By the 1980s, another series of events in the construction industry fueled a further increase in construction claims and the growth of Hill - the construction of numerous nuclear power plants. The construction of these plants was highly regulated and resulted in overruns in cost and schedule for almost every plant built. Over 46 plants had been commissioned in the 1980s alone. At this time, the Nuclear Power Generating Industry was at the end of a rapid increase in constructing plants and began to terminate many projects. This decline had already begun due in large part to nuclear accidents at Three Mile Island and Chernobyl. This brought another explosion in construction claims for schedule and cost overruns as well as termination claims, including utilities, engineers, and nuclear reactor manufacturers as well as contractors and subcontractors. At this time, Hill brought in William J. Doyle to oversee the growth in nuclear related claims business. Doyle had built a small mechanical contracting company into one of the largest mechanical contractors in the nation, General Energy Resources, Inc., whose core business was subcontracting at nuclear power plant projects. Doyle then served as Senior VP of Northrop Corporation before he became an executive of Hill overseeing much of the nuclear claims work as well as other multi-million-dollar projects.

In the 1980s and 1990s, Doyle oversaw the beginnings of the expansion from a claims consulting firm into a project management company. Hill's initial ventures into Project Management were through a concept called "Troubled Project Turnaround". In 1981, Hill was involved in supporting a major litigation at the Tropicana Casino & Resort Atlantic City where what was supposed to be a $180 million project almost doubled to $300 million. The firm provided technical expertise in resolving the claims and litigation support, and also helped manage the completion of the construction. According to Richter, "... we became a construction manager as a result of that project and eventually also became involved in project management and program management afterward."

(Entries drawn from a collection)
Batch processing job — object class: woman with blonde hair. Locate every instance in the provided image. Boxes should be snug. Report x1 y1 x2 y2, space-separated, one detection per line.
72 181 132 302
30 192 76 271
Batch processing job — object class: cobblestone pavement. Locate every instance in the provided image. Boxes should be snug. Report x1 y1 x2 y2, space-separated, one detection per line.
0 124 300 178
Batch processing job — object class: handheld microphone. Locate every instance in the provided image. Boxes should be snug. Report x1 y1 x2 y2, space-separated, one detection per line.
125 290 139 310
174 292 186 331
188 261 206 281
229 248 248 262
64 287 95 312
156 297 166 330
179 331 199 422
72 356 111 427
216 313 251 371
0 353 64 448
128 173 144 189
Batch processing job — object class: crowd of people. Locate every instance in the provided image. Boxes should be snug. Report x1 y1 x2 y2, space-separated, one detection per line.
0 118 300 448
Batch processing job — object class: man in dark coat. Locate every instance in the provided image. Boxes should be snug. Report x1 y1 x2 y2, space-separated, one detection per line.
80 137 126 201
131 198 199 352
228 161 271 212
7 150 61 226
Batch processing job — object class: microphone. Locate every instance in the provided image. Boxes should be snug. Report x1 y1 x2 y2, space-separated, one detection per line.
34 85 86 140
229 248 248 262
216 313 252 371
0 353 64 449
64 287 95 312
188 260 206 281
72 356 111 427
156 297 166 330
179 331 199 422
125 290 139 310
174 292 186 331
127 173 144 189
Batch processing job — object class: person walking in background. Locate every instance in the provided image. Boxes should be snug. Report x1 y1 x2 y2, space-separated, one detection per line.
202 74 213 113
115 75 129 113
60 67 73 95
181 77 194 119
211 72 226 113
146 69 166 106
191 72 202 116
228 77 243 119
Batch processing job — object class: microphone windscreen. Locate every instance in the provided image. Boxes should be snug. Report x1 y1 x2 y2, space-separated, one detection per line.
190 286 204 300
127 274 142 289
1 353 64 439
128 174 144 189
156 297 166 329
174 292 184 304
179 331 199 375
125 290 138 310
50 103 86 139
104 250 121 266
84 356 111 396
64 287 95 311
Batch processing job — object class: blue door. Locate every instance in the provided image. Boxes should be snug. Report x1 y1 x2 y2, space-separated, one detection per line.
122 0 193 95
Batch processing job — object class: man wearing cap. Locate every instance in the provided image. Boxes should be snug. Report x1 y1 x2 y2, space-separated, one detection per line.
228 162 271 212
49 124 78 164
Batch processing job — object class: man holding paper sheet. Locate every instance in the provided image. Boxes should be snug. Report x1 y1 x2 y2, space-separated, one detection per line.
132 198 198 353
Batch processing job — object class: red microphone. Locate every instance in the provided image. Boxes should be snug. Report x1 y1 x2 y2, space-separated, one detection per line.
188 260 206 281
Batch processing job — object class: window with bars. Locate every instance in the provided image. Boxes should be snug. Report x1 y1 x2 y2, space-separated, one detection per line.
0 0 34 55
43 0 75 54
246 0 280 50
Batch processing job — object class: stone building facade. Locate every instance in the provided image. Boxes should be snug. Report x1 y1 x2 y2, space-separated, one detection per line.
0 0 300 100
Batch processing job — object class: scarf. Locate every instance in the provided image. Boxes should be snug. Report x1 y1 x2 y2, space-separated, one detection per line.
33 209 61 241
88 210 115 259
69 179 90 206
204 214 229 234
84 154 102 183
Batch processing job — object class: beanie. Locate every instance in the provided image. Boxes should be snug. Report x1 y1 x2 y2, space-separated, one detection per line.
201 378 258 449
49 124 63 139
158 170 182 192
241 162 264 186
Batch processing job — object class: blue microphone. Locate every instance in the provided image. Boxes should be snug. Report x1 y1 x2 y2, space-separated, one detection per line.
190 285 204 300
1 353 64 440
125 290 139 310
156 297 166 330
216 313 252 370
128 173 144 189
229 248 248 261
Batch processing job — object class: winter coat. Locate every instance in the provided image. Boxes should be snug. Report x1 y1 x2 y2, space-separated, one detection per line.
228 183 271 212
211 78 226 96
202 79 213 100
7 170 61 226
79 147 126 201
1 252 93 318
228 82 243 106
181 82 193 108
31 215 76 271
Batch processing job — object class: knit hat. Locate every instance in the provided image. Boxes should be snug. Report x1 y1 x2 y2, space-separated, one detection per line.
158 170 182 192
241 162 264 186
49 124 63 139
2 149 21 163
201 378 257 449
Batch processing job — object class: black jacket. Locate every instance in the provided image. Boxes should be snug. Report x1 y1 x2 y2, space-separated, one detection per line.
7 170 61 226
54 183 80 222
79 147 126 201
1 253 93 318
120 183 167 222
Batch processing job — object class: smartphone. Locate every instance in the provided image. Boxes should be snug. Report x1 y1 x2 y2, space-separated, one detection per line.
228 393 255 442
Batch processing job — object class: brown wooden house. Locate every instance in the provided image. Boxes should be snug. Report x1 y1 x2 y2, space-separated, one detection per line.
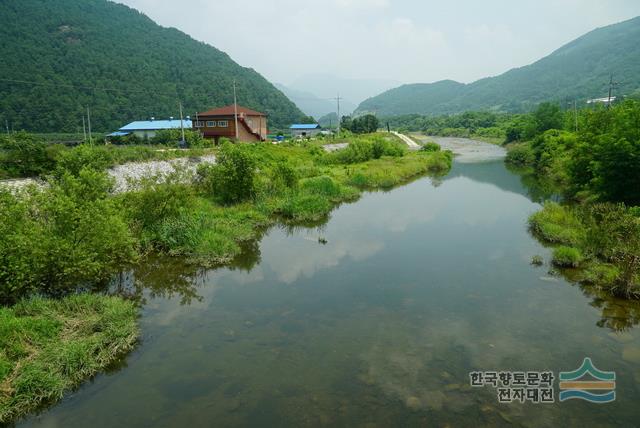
193 105 267 142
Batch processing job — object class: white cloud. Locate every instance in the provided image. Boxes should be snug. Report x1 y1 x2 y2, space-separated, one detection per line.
116 0 640 84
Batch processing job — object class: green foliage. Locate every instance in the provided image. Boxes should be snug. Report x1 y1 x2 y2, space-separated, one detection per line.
505 143 536 167
529 202 584 245
0 0 303 131
121 171 195 234
552 246 583 267
568 101 640 205
341 114 380 134
0 294 138 424
0 132 56 178
56 144 113 176
529 202 640 298
276 193 333 221
531 255 544 266
0 169 137 303
325 135 407 164
533 102 563 134
357 18 640 116
420 141 440 152
198 143 256 204
271 161 299 188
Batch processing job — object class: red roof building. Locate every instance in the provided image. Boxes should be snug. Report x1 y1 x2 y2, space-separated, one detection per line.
193 105 267 142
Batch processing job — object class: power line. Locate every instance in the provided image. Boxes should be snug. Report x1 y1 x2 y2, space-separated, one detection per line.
0 78 178 96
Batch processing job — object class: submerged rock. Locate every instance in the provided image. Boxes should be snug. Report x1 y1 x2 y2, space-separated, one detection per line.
404 395 422 412
622 346 640 364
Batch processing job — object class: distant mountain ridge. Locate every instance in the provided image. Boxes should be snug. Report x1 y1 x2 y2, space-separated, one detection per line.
0 0 303 132
275 83 336 120
357 17 640 116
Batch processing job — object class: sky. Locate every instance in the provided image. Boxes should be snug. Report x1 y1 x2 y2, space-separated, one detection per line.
118 0 640 85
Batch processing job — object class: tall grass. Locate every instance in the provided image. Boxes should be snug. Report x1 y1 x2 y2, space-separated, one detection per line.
0 294 138 423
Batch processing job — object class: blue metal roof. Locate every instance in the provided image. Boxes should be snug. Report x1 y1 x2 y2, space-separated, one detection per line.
289 123 320 129
120 119 192 131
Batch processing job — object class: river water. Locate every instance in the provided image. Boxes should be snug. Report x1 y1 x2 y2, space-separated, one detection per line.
19 143 640 428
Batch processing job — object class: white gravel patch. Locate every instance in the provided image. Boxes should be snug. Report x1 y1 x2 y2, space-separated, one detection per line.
0 178 44 192
107 155 216 193
322 143 349 153
0 155 216 193
391 131 420 150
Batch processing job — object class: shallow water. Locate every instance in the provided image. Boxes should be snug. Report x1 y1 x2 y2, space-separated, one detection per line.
20 143 640 428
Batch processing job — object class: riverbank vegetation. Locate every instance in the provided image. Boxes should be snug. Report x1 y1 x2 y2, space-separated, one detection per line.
507 101 640 298
0 130 452 422
0 130 211 179
0 294 138 423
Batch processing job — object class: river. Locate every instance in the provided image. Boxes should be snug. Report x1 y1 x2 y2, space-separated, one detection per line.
19 139 640 428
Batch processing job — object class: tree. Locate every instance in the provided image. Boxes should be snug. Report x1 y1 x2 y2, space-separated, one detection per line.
198 143 256 203
533 103 564 134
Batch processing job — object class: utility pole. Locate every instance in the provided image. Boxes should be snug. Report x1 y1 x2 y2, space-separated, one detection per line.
82 113 87 143
87 107 93 145
335 92 342 135
180 103 186 147
607 73 618 108
233 80 239 142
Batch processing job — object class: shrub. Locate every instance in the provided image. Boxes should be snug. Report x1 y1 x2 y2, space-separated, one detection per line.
505 143 535 166
531 255 544 266
276 193 332 221
0 132 60 178
552 246 583 267
56 144 113 176
529 202 584 245
120 171 195 234
420 141 440 152
198 143 256 203
0 169 137 303
271 161 298 188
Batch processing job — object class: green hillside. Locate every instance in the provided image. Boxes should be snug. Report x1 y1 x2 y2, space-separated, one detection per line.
358 17 640 116
0 0 303 132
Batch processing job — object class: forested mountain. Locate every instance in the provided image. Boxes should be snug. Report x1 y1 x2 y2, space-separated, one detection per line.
0 0 303 132
275 83 338 120
357 17 640 116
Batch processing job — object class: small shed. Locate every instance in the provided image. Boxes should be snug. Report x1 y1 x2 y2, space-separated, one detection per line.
109 119 193 139
289 123 322 138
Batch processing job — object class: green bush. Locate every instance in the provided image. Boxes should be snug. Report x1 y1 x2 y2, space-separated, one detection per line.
120 171 195 234
420 141 440 152
198 143 256 204
271 161 298 188
0 169 137 303
0 132 57 178
529 202 585 245
505 143 536 166
552 246 583 267
276 193 333 221
325 136 407 164
56 144 114 176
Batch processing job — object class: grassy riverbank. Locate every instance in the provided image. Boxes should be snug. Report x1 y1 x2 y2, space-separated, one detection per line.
0 294 138 423
0 134 452 422
506 101 640 299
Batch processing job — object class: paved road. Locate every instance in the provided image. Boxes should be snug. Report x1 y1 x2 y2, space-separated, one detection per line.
391 131 420 150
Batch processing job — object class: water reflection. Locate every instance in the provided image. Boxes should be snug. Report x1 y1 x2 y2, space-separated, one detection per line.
17 152 640 428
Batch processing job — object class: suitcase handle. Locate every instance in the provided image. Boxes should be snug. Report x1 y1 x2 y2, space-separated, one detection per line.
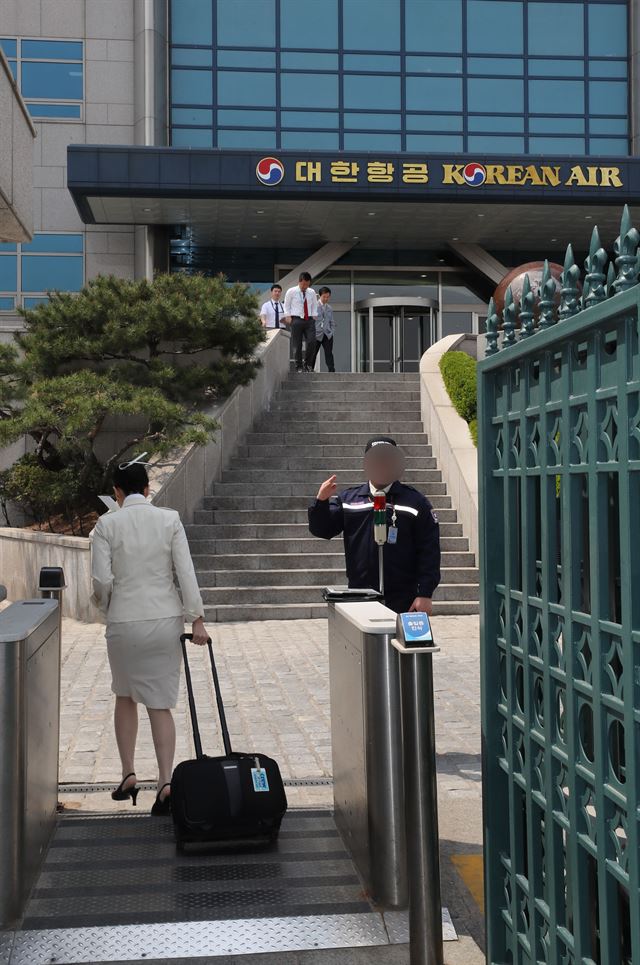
180 633 232 759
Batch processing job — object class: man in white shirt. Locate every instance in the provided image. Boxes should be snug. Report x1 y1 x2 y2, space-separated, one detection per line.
284 271 318 372
260 285 285 328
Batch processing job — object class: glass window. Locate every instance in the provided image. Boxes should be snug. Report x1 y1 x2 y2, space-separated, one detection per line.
171 70 213 104
280 73 338 108
467 0 524 54
22 61 82 100
282 131 340 151
22 255 83 292
344 134 402 151
171 0 213 44
589 80 627 114
218 0 276 47
587 3 628 57
171 127 213 147
342 0 400 50
468 134 524 154
344 113 402 131
406 77 462 111
529 80 584 114
218 70 276 107
343 74 400 110
529 137 585 154
218 131 276 151
467 77 524 114
407 134 463 151
280 0 338 50
21 40 82 60
404 0 462 54
526 0 584 57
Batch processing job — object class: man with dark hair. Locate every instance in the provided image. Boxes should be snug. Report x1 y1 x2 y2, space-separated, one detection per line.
284 271 318 372
312 285 336 372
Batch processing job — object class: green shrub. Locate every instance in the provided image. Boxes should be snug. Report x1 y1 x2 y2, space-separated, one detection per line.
440 352 478 446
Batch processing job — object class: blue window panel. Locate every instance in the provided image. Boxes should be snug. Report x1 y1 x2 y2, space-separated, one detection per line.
467 57 524 77
404 0 462 54
171 0 213 45
344 133 402 151
529 137 585 154
467 134 524 155
218 131 276 151
526 0 584 57
529 117 585 134
21 40 82 60
0 39 18 57
282 131 340 151
280 51 339 70
280 73 339 109
529 58 584 77
467 0 524 54
218 110 276 127
406 77 462 112
529 80 584 114
280 111 340 127
405 114 462 131
467 114 524 134
407 134 464 151
27 103 82 118
171 127 213 147
589 80 628 114
171 107 214 127
467 77 524 114
171 47 213 67
218 70 276 107
218 0 276 47
589 117 629 137
22 61 82 100
589 60 628 78
22 233 84 255
344 113 402 131
22 255 84 292
171 69 213 104
0 255 18 292
589 137 629 157
587 3 628 57
280 0 338 50
218 50 276 68
405 57 462 74
344 54 400 74
342 0 400 50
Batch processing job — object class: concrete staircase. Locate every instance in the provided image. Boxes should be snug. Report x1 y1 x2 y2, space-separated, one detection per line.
187 373 479 622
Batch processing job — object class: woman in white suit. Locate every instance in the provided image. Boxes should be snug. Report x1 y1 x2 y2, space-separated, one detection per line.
91 461 207 815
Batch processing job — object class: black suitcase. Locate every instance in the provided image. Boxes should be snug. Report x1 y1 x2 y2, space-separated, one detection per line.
171 633 287 849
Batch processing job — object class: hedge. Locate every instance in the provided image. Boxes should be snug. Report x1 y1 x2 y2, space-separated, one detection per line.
440 352 478 445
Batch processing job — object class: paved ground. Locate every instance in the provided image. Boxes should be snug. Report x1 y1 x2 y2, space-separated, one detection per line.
55 616 484 965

● What this exercise asks
[A] In the passage on Hill's history, what company did William J. Doyle build into one of the largest mechanical contractors in the nation?
[B] Please continue the passage on Hill's history, picking up after its final sentence.
This listing comes from a separate source.

● Responses for each task
[A] General Energy Resources, Inc.

[B]
Hill continued to expand its management role (re: "Troubled Project Turnarounds") at the City of Niagara Falls, New York. Hill helped the city gain control of the stalled construction of its wastewater treatment plant project and maintain liaison with state and federal regulatory agencies. Hill then acted as the city's construction manager (CM) to complete the reconstruction of the wastewater treatment plant. The city had actually been one of Hill's first clients in 1977 when it hired the firm after having been impressed by its work for a contractor in a claims situation with the city. Similar troubled project CM work took place at the Point Pleasant, PA, Water Intake and Pump Station.

During this time frame Hill became one of the initial Project Management Oversight contractors (PMOC) for the Federal Transit Administration (FTA) during the construction of the Sacramento (CA) Light Rail. Hill next worked for the FTA on the LA Metro. Hill was now included in this FTA list of PMOCs, who were mostly large, established CM firms such as Daniel, Mann, Johnson, & Mendenhall, Fluor Daniel, Parsons Brinckerhoff, and Stone & Webster, among others. By 1984 Hill had opened a Los Angeles Office.

In 1988, Hill expanded its services by acquiring Gibbs & Hill, an engineering / design firm in New York City. Also in 1988, it entered the environmental market by purchasing Kaselaan & D'Angelo (K&D), an air-quality design firm that specialized in asbestos clean-up consulting. The acquisitions raised company revenue to $200 million and increased company size to more than 2,000 employees.

Hill entered the program management service sector in 1991 when it became program manager for the New Jersey Turnpike Widening Program (Interchanges 11–14). This $543 million program involved 9 design sections, 7 construction sections, and more than 50 separate construction and procurement contracts.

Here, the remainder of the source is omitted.